| Task objective |
Each line below from the "Target: stem" line through the "Provide a point for each instance of the metal" line, those two included, must be restated word for word; the pictures must not be.

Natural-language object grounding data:

------------------------------------------------------------

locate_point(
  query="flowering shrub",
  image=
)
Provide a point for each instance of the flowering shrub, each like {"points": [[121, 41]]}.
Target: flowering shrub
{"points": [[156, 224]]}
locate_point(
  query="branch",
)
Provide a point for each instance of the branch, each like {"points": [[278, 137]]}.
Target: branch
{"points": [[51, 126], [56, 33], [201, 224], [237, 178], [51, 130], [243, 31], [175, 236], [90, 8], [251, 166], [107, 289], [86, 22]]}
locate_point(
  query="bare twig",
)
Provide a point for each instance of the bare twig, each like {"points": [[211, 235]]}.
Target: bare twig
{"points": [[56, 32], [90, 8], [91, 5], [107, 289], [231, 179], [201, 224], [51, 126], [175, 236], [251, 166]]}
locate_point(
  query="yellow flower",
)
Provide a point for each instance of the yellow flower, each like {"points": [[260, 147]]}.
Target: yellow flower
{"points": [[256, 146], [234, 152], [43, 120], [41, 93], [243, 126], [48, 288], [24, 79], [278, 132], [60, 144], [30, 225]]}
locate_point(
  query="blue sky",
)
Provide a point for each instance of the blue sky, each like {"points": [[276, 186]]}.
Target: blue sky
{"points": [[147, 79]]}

------------------------------------------------------------

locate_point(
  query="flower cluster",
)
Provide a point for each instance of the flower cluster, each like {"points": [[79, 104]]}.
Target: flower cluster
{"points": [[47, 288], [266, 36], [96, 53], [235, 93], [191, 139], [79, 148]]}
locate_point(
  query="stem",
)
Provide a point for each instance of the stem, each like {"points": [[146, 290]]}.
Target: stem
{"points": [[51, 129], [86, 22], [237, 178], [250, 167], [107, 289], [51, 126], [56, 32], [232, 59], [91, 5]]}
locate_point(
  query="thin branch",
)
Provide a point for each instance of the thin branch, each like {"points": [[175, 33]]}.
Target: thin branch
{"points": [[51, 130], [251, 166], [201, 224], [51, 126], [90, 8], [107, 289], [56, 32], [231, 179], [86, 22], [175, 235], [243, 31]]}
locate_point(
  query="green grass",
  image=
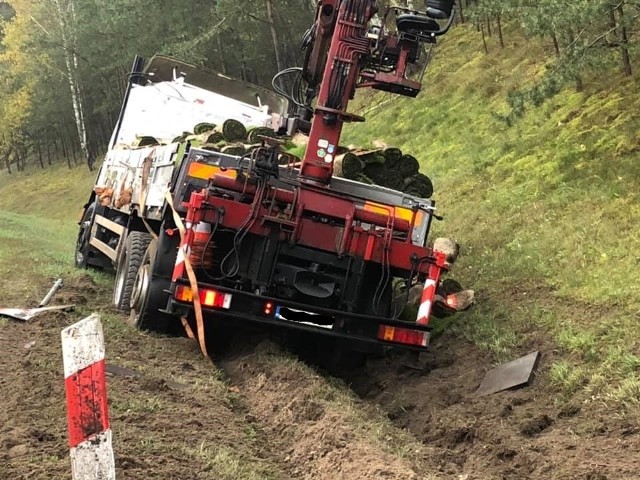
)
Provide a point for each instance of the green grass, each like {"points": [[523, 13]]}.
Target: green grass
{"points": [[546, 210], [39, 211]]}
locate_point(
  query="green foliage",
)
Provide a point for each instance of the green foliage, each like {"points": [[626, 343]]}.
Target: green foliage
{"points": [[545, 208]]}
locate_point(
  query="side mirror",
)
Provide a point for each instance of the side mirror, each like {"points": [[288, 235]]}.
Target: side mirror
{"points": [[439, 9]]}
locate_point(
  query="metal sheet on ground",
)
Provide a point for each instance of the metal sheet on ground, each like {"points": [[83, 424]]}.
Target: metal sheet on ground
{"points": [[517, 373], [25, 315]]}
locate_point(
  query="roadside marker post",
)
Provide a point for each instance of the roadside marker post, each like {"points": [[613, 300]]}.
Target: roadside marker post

------------------------------------------------------------

| Output |
Target: stem
{"points": [[51, 129], [86, 22], [237, 178], [250, 167], [107, 289], [51, 126], [56, 32], [232, 59], [91, 5]]}
locate_point(
  query="thin branch",
)
Provide a point for each instance of the thin branch, each like {"points": [[175, 33]]}.
Target: thin branch
{"points": [[51, 130], [251, 166], [201, 224], [51, 126], [90, 8], [107, 289], [56, 32], [231, 179], [86, 22], [175, 235], [243, 31]]}
locate_point(
  query="green grass",
  image=
)
Provide a point for each instance of the green grass, each like {"points": [[523, 13]]}.
Target: green grass
{"points": [[546, 210], [39, 211]]}
locate_point(
  query="green foliage",
)
Provide a point for each instance of the green foliage, each like {"points": [[626, 343]]}.
Target: green foliage
{"points": [[545, 208]]}
locate_point(
  query="side mirror",
)
Provide a point for each instance of the side mirror, each like {"points": [[288, 235]]}.
Target: side mirror
{"points": [[439, 9]]}
locate_point(
  query="metal sheet on ground",
)
Provide a point for each instance of the metal sheet on ground, each like {"points": [[83, 424]]}.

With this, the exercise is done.